Activité 1> Les affirmations suivantes s'accordent-elles avec le texte sur la maturation du parfum : (a) une Eau de Toilette contient de 7 à 12 % de concentré ; (b) le concentré de parfum est dilué dans l'eau ; (c) l'appellation « Eau de Parfum » garantit une concentration en matière odorante ? Répondez par oui ou par non pour chacune, en citant textuellement les mots décisifs du texte.
Activité 2> Pouvez-vous poursuivre le texte sur la maturation du parfum à partir de l'endroit où il s'arrête ?

A l’origine, la maturation du parfum

Une fois la formule d’un nouveau parfum trouvée, la première étape consiste à peser et mélanger les matières premières pures qui sont laissées à maturation pendant quelques semaines. Ce mélange, appelé concentré de parfum est ensuite dilué dans l’alcool et c’est la dilution du concentré qui donne les termes d’Eau de Toilette, Eau de Parfum, etc. :

Pour repère :

  • Eau Fraîche ou de Cologne : < 7% de concentré
  • Eau de Toilette : 7 à 12%
  • Eau de Parfum : 12 à 20%
  • Parfum, Extrait ou Absolu de Parfum : 20 à 40%

Attention à ne pas trop simplifier non plus, lorsqu’un parfum est disponible dans des concentrations différentes, le plus souvent en Eau de Toilette et en Eau de Parfum, la concentration n’est pas la seule différence. Les parfumeurs conservent souvent un esprit commun aux deux versions mais adaptent la structure du parfum pour qu’il reste équilibré – par exemple en forçant le trait sur les notes de coeur / fond dans la version Eau de Parfum. Il faut garder à l’esprit que ces différentes appellations ne sont pas encadrées et acheter une “Eau de Parfum” ne garantit pas une concentration en matière odorante.

Pourquoi utilise-t-on de l’alcool dans le parfum ?

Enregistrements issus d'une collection
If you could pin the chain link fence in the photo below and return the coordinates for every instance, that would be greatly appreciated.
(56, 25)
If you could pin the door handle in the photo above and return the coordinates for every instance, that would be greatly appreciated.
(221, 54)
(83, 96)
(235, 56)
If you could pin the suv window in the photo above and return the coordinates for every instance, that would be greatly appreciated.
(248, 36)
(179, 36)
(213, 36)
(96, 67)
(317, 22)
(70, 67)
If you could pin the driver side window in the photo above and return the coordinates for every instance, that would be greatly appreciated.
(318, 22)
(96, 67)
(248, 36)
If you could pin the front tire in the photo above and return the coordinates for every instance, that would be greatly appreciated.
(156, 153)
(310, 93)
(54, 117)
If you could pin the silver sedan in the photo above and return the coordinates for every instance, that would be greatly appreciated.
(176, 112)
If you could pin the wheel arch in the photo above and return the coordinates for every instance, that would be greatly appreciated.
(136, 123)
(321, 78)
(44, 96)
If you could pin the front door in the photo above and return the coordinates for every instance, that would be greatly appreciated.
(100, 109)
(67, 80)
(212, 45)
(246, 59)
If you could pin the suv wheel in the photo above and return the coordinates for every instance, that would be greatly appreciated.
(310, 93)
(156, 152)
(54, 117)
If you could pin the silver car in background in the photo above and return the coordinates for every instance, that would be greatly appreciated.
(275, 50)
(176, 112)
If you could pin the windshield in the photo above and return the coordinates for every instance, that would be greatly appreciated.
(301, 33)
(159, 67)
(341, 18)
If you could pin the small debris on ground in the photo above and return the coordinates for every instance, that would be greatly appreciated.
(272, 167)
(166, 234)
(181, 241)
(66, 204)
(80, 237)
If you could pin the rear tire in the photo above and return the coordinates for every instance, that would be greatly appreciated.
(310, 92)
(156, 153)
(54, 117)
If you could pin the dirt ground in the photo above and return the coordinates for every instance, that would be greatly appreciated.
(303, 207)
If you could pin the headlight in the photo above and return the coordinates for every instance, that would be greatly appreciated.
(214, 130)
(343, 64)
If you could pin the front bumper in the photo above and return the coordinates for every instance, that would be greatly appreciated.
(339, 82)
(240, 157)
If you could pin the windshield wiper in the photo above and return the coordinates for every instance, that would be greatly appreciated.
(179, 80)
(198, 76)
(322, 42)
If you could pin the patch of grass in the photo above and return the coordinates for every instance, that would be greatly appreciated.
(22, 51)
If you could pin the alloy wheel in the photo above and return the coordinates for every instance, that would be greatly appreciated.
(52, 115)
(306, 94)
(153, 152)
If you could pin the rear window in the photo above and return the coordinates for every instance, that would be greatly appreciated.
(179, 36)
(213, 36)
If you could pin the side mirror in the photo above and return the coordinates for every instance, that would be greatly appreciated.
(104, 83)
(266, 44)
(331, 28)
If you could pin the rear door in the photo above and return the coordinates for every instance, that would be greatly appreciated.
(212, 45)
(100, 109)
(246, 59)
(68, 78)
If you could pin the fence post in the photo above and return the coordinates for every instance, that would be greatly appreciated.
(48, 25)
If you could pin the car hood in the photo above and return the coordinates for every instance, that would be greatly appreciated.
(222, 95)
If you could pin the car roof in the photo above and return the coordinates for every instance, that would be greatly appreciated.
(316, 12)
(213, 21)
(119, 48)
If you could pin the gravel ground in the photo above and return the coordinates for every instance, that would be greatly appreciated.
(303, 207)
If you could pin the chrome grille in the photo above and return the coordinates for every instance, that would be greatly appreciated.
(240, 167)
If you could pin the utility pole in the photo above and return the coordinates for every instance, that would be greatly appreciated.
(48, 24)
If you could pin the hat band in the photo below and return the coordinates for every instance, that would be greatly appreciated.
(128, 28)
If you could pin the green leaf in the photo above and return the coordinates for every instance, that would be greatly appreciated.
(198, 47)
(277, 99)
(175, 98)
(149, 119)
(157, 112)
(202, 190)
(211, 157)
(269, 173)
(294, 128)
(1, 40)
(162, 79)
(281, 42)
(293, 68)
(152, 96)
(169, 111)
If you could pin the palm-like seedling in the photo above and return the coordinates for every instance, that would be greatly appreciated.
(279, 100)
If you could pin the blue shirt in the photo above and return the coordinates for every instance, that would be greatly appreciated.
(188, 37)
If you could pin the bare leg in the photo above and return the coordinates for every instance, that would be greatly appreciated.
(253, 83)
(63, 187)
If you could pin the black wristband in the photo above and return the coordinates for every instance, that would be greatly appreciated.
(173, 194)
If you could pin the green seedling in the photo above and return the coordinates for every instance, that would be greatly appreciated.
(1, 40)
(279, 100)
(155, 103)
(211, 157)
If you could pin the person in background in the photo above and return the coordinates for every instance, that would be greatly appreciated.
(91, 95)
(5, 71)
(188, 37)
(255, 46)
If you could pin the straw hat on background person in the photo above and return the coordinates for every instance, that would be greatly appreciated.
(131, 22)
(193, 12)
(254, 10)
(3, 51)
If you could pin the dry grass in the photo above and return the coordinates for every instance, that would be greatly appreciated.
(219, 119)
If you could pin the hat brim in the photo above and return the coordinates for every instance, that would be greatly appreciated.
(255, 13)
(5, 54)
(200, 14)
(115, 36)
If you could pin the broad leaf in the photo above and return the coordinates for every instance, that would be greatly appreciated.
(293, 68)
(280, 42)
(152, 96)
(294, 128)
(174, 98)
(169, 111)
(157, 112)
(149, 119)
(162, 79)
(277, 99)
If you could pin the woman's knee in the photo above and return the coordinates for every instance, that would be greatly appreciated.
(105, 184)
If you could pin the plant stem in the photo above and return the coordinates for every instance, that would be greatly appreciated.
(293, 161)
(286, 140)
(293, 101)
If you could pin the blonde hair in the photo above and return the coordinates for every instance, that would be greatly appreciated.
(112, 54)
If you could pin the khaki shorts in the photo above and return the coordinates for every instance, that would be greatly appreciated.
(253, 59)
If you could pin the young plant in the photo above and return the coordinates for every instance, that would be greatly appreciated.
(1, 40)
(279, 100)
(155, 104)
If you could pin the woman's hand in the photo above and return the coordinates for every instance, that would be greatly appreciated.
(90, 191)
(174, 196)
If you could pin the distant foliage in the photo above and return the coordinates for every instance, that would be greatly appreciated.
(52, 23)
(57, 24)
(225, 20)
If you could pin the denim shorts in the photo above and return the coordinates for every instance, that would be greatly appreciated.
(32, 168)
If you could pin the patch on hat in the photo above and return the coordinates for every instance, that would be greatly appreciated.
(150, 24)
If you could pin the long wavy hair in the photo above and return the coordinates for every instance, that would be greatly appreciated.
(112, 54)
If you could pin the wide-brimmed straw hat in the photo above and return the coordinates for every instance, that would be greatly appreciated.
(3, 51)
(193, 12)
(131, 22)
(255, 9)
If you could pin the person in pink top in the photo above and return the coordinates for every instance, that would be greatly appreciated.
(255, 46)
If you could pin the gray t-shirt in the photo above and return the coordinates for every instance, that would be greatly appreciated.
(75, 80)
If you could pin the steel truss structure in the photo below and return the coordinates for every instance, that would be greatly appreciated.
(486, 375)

Réponse 1>
(a) Oui : « Eau de Toilette : 7 à 12% »
(b) Non : « est ensuite dilué dans l’alcool »
(c) Non : « acheter une “Eau de Parfum” ne garantit pas une concentration en matière odorante »

Réponse 2>
On utilise en fait de l’éthanol (d’autres bases sont rarement utilisées) car :

  • C’est un solvant qui dissout les huiles essentielles et se mélange avec l’eau
  • Il a une volatilité élevée donc s’évapore rapidement en entraînant les molécules odorantes du parfum

Et oui, l'éthanol, celui-là même que vous consommez le samedi soir sauf qu’en fait pas tout à fait, non. Pour éviter les dérives, les fabricants de parfums utilisent de l'éthanol dénaturé (appelé SD Alcool sur les étiquettes). Aussi, si vous vous retrouvez à court de boisson lors de votre prochaine soirée pyjama, un petit conseil : laissez votre flacon sur votre étagère de salle de bain au risque d’expérimenter une gueule de bois nettement plus violente que prévue avec au menu diarrhées et vomissements...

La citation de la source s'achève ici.